The novel, though much younger than drama, became so popular and powerful that dramatists could not ignore its presence. Kenneth Tynnan seems to be belittling the novel by the remark: "A novel is a static thing that one moves through, a play is dynamic thing that moves past one (Curtains) But, an observant reader will be able to discover an essential quality of the novel in this very praise of drama. A novel is a static thing the reader moves through. The reader of the novel is more active than the viewer of drama. Or, a novel provides more room for the reader's imagination and interpretation while a drama, when being performed on the stage, presents its audience with something more definite. To achieve its supposed effect, a novel needs the reader's participation more than a drama does.

By now, it might not be imprudent to give a definition of the novel since we have examined the etymology of the word "novel, made a brief comparison between what is thought to be the novel and other literary genres, and consulted what has been said about the novel by men of letters. Based on the study above, a novel is a highly stylized prose account fictional reality in the form of story with profundity for the purpose of changing the reader's mind by the aid of the reader's active involvement while providing entertainment and superior truth of life.

Apparently, the definition of the novel above is a descriptive rather than a prescriptive one. By nature, the definition is subject to change in the future, once a new specimen of writing is discovered to be a member of the novel family. However, it remains good so far. Any works that meet the description can be justifiably called novels while those that partially meet the description can be called novels with varied degrees of reservation or modification.

2. Kinds of the Novel

Once established and popular, the genre novel has been used by people of various talents and interests, therefore, it has been enriched and re-enriched and finally become a sophisticated body of works of art. It is almost impossible to classify novels by a single standard. The standards commonly used are length, subject matter, setting, and technique.

2.1 By Length

The commonest way to classify novels is by length. This method is especially welcomed by ordinary readers and publishers, since it is the easiest to do and directly related to the amount of time and money to tackle the novels. In terms of length, novels fall into the following categories.

2.1.1 Full-length Novel

Without modification, the word “novel” refers to the full-length novel. But nobody has been able to propose an all-accepted length for the novel and people seem to have no need for such a standard. The standard exists only in acquiescence and mutual confidence. E.M. Forster, a British novelist who wrote the book Aspect of the Novel, could not let go the aspect needed to make a work a novel at all. But a novel of about 50,000 words is not a full-length novel in our mind. Conveniently, a full-length novel, printed, comprises a book of considerable thickness. More importantly, full-length should indicate full development.

**Data section**.

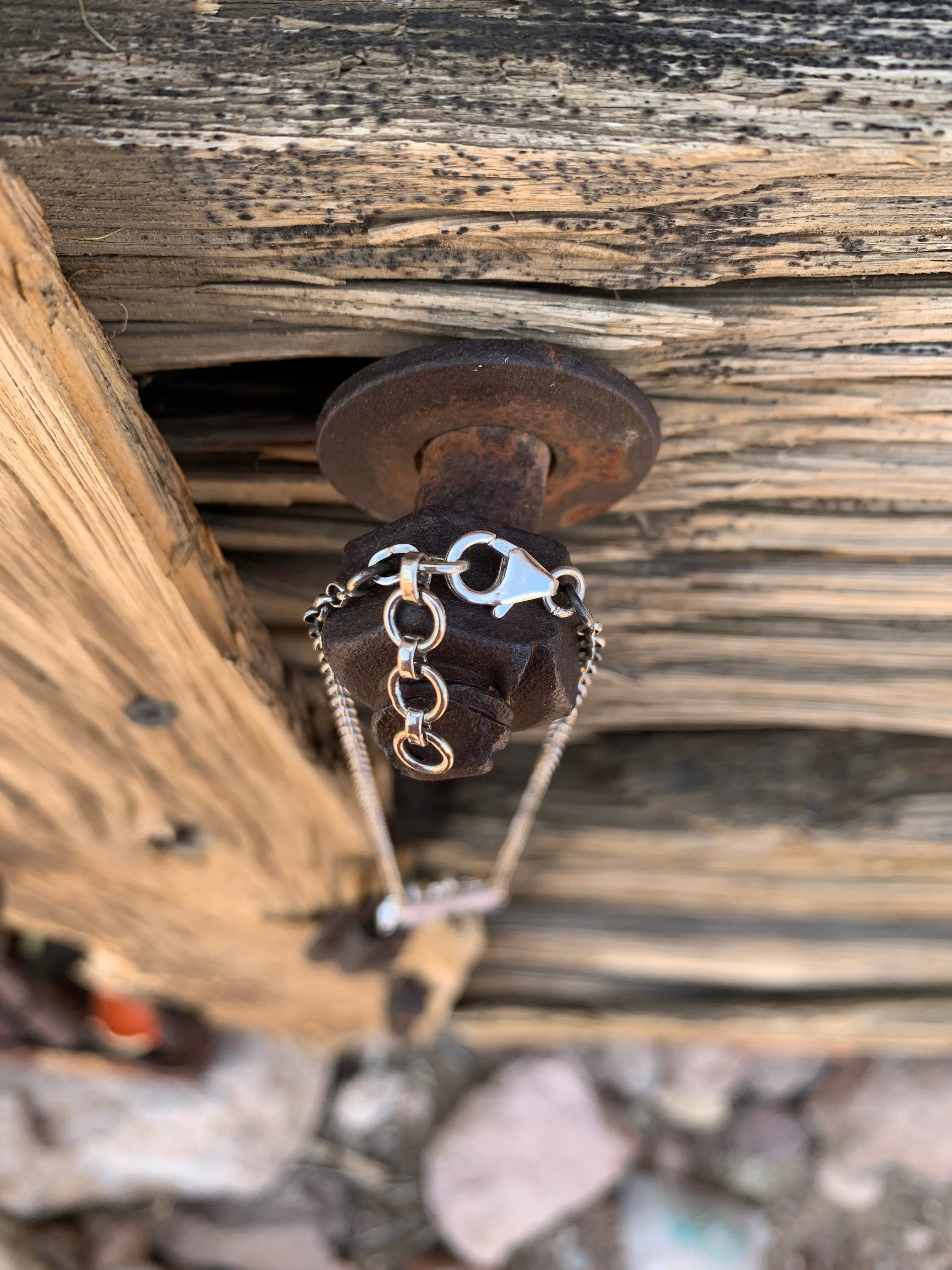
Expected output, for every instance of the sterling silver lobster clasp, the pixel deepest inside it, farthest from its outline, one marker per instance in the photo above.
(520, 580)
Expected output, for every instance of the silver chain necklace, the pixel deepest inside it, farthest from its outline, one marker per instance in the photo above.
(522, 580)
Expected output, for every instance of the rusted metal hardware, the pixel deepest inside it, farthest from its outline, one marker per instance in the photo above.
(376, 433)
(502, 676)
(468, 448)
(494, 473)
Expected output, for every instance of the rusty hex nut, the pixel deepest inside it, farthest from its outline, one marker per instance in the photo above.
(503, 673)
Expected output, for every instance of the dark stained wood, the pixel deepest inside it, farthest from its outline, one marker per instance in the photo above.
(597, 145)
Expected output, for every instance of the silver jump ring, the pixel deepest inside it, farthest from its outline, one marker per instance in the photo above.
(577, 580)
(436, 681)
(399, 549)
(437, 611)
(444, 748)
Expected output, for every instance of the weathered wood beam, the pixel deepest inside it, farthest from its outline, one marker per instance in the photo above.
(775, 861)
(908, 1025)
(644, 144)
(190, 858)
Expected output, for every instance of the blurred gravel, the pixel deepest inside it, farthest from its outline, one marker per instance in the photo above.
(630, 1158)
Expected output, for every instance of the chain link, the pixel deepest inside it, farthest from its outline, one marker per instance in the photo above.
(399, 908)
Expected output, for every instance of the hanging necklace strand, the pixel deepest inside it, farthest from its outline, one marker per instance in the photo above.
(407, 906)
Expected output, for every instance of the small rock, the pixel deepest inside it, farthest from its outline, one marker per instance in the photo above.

**Directions**.
a – In the passage on the novel, which standards are commonly used to classify novels?
b – Write the next portion of the passage on the novel, following on from its final sentence.

**Per-task answers**.
a – Length, subject matter, setting, and technique.

b –
2.1.2 Short Novel

Mainly (but not merely) a description of size, the term “short novel” refers to a narrative midway in length between a short story and a novel. Generally a short novel, like a short story, centers on just one or two characters, but unlike a short story, it has room to reveal them in greater fullness and depth, sometimes taking in a longer span of times. Leo Tolstoi’s “The Death of Ivan Ilych” is a short novel. Sometimes a short novel is also called a novelette ( a term formerly much used by magazines that featured long fiction), or a novella; but these names are out of fashion

2.1.3 Trilogy

A trilogy is a group of three novels in a sequence. To be thoroughly told, a complex story with many scenes and many characters sometimes extends beyond the covers of a single novel. Considerable trilogies include Arnold Bennett’s “The Clayhanger Family” (Clayhanger, Hilda Lessways and These Twain), John Dos Passos’s U.S.A. (consisting of The 42nd Parallel, 1919, and The Big Money), James T. Farrell’s Studs Lonigan”(Young Lonigan, The Young Manhood of Studs Lonigan, and Judgment Day) and Theodore Dreiser’s three novels about the businessman Frank Cowperwood called the “ Trilogy of Desire” ( The Financier, The Titan, and The Stoic).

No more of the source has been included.